* Requirements
Pull out every line below that contains the word "ridge", where case counts, and copy each one in full.

* Stored data
----------

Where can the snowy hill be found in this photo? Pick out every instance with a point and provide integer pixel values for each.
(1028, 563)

----------

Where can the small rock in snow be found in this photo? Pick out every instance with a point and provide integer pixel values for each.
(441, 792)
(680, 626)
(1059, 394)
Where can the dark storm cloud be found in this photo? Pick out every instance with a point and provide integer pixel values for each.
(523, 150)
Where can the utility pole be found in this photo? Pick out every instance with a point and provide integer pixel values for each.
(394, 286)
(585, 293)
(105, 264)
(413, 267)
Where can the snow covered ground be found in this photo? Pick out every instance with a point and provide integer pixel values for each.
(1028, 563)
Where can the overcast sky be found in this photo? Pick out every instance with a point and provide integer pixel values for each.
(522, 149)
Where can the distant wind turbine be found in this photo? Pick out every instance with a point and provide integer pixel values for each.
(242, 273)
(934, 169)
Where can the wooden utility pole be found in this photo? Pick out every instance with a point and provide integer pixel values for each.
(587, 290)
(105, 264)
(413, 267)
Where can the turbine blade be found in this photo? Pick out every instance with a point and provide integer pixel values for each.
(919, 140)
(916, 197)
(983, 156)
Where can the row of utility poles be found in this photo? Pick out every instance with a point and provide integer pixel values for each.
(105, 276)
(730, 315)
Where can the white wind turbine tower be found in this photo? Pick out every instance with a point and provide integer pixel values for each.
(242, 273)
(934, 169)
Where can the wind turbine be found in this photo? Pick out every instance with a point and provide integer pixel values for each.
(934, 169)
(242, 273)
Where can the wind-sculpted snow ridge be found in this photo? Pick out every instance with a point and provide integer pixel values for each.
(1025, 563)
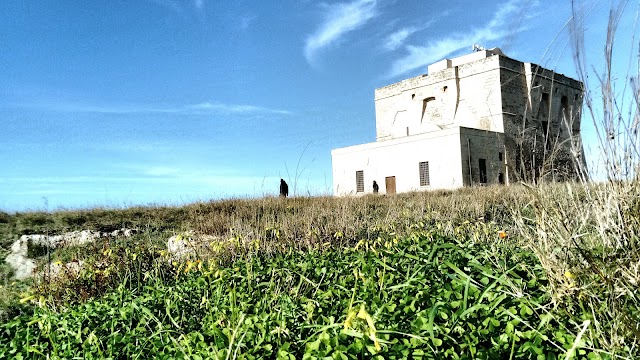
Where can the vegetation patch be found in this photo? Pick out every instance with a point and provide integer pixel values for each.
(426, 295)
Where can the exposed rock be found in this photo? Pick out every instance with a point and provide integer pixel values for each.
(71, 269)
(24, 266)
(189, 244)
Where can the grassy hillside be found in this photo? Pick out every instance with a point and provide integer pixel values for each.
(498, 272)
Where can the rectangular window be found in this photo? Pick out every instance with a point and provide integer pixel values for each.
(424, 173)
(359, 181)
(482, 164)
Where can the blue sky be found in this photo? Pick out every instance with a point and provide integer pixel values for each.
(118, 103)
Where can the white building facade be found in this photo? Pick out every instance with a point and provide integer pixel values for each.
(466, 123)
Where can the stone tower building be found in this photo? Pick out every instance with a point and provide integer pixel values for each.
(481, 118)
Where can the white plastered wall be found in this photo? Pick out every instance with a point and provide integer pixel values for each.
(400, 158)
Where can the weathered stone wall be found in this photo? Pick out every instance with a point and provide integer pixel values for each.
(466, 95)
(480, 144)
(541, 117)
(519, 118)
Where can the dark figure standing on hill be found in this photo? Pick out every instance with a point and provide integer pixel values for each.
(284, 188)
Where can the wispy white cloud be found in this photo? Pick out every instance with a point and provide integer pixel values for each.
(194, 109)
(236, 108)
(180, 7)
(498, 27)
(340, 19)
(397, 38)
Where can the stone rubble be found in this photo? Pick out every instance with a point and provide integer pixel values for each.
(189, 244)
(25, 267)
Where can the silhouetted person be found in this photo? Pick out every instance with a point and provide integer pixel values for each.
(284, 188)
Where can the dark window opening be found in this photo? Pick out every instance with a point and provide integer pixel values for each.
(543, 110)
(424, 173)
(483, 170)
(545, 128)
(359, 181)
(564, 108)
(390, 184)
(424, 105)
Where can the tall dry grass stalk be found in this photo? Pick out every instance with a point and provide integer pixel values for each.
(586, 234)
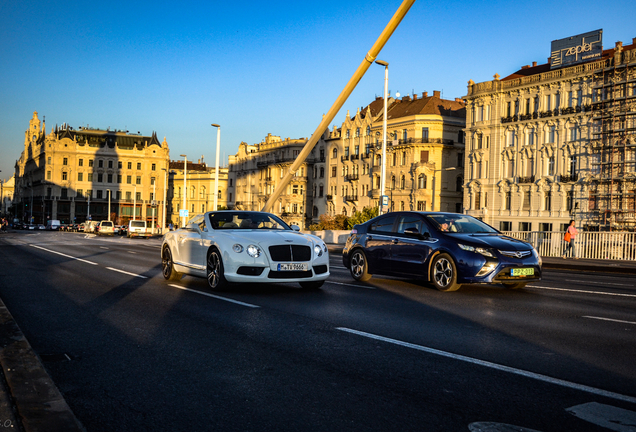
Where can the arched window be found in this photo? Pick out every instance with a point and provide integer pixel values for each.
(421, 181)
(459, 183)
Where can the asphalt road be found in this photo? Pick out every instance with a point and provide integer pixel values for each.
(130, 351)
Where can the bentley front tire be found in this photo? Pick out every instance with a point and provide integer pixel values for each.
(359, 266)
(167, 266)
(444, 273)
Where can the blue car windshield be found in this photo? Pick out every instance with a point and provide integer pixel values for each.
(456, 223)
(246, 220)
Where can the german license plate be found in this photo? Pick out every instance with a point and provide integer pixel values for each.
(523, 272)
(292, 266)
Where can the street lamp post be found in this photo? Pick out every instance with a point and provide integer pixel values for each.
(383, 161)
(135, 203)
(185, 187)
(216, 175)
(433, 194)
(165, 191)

----------

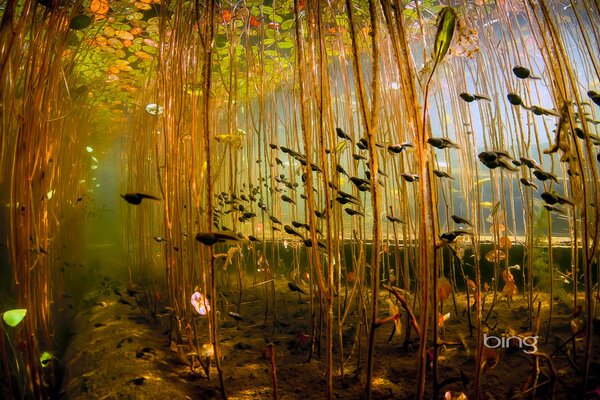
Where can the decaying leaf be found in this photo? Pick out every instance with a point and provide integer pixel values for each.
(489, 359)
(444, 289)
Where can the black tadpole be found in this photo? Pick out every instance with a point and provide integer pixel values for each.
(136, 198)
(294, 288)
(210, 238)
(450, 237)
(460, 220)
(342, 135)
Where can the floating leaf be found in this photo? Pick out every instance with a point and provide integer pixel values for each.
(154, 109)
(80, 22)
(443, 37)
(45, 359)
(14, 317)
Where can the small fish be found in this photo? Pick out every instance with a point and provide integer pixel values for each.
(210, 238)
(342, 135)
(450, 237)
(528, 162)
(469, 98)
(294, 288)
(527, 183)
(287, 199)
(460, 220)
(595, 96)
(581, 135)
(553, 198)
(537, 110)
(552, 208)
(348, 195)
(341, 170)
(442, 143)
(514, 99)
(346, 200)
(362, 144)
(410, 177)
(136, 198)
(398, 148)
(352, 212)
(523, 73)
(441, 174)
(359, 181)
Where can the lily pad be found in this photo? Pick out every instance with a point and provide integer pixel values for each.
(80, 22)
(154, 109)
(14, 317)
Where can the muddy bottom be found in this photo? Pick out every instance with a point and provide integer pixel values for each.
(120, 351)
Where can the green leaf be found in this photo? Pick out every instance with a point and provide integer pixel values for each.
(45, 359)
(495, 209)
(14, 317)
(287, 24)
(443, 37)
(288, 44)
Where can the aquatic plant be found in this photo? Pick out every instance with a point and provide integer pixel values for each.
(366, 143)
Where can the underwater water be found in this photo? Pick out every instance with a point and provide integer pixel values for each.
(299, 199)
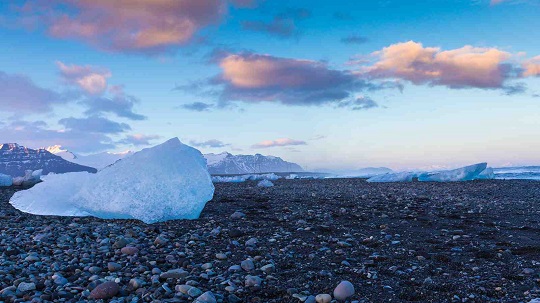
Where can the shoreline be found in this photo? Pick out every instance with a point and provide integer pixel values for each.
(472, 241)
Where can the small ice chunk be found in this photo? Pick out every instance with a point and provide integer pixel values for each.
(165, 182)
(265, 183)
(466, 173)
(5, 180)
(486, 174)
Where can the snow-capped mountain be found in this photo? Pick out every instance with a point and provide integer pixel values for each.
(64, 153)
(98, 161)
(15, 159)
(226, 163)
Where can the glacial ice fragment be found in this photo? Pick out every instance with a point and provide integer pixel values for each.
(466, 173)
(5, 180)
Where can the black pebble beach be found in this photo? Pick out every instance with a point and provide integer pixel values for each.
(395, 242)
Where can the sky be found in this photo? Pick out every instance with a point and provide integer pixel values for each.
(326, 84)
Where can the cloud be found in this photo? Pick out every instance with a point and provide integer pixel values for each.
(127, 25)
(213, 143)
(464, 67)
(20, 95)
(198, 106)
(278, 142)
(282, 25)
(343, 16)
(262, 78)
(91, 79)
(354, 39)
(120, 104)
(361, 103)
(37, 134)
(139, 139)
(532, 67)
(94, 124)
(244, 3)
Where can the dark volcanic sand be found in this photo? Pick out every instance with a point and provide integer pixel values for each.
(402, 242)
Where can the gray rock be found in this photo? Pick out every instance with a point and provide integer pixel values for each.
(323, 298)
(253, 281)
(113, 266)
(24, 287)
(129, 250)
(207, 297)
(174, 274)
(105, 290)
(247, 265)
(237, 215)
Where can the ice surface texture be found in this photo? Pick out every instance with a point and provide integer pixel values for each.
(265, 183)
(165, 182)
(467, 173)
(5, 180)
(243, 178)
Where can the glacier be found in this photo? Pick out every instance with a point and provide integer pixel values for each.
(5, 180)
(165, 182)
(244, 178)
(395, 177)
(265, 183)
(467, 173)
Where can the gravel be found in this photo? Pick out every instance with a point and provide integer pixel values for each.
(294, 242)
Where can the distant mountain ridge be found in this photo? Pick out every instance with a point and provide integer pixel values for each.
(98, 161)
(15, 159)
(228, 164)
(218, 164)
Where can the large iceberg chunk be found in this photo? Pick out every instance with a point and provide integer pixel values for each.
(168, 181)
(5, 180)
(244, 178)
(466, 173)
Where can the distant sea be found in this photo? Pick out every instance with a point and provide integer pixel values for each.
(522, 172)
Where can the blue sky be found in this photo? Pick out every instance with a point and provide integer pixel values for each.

----------

* The result
Where can the wind-sculpted snow ridge be found in this photo? Pick out every instance with a point and provide integer pixel values for each.
Where can the distant mountain ridge be found in this photo? Pick out every instance with a point and provide integer pixel values for each.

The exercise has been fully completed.